## Start Data to process

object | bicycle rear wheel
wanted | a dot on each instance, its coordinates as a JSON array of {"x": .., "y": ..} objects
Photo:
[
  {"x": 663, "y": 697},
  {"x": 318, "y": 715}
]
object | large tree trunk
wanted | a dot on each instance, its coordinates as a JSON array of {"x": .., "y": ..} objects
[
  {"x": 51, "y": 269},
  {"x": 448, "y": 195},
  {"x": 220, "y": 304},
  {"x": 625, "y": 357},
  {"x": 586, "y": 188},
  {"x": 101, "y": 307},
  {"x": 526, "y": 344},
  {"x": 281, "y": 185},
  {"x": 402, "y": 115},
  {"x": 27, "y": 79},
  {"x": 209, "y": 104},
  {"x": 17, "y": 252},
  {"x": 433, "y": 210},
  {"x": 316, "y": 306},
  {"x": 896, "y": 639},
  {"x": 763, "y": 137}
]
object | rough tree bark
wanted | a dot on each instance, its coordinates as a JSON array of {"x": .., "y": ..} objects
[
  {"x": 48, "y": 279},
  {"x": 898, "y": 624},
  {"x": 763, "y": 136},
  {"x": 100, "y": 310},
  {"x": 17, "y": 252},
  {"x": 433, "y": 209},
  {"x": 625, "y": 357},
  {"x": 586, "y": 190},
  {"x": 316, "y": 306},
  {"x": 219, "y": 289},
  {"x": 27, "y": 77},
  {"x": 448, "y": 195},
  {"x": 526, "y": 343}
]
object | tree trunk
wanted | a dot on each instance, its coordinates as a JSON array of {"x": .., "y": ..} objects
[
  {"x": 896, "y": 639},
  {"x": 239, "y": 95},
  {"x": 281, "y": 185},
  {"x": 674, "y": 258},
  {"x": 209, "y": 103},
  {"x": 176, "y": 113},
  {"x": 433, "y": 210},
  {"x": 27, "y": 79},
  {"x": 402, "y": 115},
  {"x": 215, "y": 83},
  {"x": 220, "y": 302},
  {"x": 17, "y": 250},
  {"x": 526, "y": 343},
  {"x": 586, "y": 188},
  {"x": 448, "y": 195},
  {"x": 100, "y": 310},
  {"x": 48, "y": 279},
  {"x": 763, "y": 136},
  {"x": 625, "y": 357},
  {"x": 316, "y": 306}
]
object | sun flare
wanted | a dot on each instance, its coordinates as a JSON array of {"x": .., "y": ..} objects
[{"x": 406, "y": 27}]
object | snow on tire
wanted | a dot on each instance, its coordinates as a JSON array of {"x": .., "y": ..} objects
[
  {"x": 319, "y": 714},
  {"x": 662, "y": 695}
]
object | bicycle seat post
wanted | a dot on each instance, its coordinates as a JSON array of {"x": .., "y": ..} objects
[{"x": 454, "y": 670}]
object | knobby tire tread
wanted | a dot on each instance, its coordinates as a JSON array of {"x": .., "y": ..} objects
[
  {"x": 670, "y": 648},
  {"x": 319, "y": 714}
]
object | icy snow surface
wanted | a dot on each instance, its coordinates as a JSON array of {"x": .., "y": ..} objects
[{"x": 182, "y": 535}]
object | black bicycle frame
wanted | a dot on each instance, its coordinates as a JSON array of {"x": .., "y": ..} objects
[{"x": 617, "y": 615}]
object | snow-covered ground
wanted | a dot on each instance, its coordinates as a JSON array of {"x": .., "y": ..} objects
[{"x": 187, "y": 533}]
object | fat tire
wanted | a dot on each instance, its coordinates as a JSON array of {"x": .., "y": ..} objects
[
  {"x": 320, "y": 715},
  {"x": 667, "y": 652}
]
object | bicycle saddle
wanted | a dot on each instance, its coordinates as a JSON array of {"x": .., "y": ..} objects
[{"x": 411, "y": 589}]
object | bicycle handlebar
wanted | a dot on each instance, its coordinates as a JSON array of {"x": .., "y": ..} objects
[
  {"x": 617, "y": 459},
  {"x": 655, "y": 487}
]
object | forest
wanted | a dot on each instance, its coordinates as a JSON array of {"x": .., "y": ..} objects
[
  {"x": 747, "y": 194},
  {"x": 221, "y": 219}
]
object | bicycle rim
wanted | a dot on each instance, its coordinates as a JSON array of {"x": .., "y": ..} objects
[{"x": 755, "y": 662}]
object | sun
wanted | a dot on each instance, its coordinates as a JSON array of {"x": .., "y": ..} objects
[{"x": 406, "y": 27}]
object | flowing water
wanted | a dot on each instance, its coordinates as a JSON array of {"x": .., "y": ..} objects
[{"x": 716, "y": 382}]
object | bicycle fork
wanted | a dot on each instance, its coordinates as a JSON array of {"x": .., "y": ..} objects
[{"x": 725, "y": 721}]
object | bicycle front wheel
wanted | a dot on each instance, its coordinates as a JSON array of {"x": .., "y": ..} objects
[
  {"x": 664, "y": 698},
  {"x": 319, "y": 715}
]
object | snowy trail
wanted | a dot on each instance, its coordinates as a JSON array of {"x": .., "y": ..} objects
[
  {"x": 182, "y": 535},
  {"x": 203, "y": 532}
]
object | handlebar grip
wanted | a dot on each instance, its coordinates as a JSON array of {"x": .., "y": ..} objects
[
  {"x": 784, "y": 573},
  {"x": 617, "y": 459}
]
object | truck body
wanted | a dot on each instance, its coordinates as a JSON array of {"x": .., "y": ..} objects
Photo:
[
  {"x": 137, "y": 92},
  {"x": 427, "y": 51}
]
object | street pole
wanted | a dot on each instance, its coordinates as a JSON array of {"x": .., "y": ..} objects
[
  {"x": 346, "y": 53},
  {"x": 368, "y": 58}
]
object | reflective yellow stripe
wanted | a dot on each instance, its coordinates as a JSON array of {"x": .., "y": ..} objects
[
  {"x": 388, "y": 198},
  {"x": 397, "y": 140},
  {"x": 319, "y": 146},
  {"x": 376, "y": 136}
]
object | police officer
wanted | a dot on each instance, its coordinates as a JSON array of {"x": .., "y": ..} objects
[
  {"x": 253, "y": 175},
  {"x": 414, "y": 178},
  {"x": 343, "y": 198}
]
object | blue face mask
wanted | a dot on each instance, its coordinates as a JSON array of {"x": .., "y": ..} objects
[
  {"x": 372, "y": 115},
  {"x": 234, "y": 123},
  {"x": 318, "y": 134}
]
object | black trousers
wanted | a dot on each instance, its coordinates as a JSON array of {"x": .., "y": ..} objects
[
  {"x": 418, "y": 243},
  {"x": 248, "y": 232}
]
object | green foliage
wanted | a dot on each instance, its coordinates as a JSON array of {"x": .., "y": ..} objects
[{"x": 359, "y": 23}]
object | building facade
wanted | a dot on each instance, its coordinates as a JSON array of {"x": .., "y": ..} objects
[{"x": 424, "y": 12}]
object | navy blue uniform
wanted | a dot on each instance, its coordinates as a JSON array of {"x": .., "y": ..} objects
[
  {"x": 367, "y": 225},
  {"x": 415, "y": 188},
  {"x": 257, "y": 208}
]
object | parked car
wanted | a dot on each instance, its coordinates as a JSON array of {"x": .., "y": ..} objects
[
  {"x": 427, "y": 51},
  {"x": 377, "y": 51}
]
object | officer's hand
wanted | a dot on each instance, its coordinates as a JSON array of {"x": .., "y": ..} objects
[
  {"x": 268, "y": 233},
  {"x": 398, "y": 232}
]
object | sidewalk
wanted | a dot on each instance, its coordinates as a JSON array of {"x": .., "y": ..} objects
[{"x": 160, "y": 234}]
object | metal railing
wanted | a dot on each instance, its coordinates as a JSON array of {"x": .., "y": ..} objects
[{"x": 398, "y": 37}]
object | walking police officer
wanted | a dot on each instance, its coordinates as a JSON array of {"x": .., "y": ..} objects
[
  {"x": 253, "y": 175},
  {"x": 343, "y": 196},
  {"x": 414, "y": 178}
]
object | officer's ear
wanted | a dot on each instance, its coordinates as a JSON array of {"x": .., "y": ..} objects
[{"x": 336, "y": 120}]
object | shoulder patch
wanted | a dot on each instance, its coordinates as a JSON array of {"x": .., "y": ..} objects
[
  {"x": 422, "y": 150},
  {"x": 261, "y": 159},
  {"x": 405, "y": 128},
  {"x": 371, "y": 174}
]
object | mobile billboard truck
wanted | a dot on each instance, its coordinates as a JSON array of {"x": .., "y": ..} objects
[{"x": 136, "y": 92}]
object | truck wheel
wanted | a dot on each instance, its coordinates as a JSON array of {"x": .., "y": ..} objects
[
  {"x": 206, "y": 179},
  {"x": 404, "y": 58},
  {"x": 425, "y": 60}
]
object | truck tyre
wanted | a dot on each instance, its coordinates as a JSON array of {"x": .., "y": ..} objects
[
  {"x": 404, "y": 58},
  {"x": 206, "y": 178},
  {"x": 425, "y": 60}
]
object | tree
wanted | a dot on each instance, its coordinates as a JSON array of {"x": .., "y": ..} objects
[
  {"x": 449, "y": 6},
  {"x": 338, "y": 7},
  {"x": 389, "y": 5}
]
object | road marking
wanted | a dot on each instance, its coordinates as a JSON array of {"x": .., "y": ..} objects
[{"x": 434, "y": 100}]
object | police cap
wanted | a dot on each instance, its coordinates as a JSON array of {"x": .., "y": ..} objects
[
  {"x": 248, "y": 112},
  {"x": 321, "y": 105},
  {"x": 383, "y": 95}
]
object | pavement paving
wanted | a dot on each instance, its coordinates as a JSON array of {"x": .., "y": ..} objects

## End Data to process

▶ _What you should do_
Beginning with the line that contains "object | metal railing", repeat every line through the end of the records and nothing more.

▶ _Solution to the problem_
object | metal railing
wanted | a dot on each instance, its coordinates as a JSON array of {"x": .., "y": ..} objects
[{"x": 398, "y": 37}]
object | walking police officer
wanted | a dot on each instance, its coordinates as a JSON array of {"x": .., "y": ..} objects
[
  {"x": 253, "y": 175},
  {"x": 343, "y": 196},
  {"x": 414, "y": 178}
]
object | officer's ear
wanted | a dot on each instance, its coordinates as a JSON array of {"x": .., "y": ..} objects
[{"x": 336, "y": 120}]
object | shoulder patch
wanted | a dot on each instance, its coordinates as a JSON array of {"x": .., "y": ..} objects
[
  {"x": 422, "y": 150},
  {"x": 261, "y": 159},
  {"x": 405, "y": 128},
  {"x": 371, "y": 174}
]
object | mobile billboard truck
wanted | a dot on each instance, its coordinates as a JSON array of {"x": .., "y": ..} objects
[{"x": 136, "y": 92}]
object | truck wheel
wanted | a dot on each instance, its coordinates as a JSON array of {"x": .., "y": ..} objects
[
  {"x": 206, "y": 179},
  {"x": 404, "y": 58},
  {"x": 425, "y": 60}
]
object | truck tyre
wanted | a dot on each instance, its coordinates as a JSON array of {"x": .., "y": ..} objects
[
  {"x": 404, "y": 58},
  {"x": 206, "y": 178},
  {"x": 425, "y": 60}
]
object | tree
wanted | a dot on each instance, its coordinates as a JSON array of {"x": .., "y": ..} objects
[
  {"x": 449, "y": 6},
  {"x": 338, "y": 7},
  {"x": 389, "y": 5}
]
object | road marking
wanted | a dot on each instance, its coordinates as a JSON array of {"x": .., "y": ..} objects
[{"x": 434, "y": 100}]
object | police cap
wanted | a dot on each instance, its coordinates as a JSON array of {"x": .., "y": ..} objects
[
  {"x": 248, "y": 112},
  {"x": 321, "y": 105},
  {"x": 383, "y": 95}
]
object | pavement paving
wanted | a dot on each instance, its coordinates as a JSON array of {"x": .., "y": ..} objects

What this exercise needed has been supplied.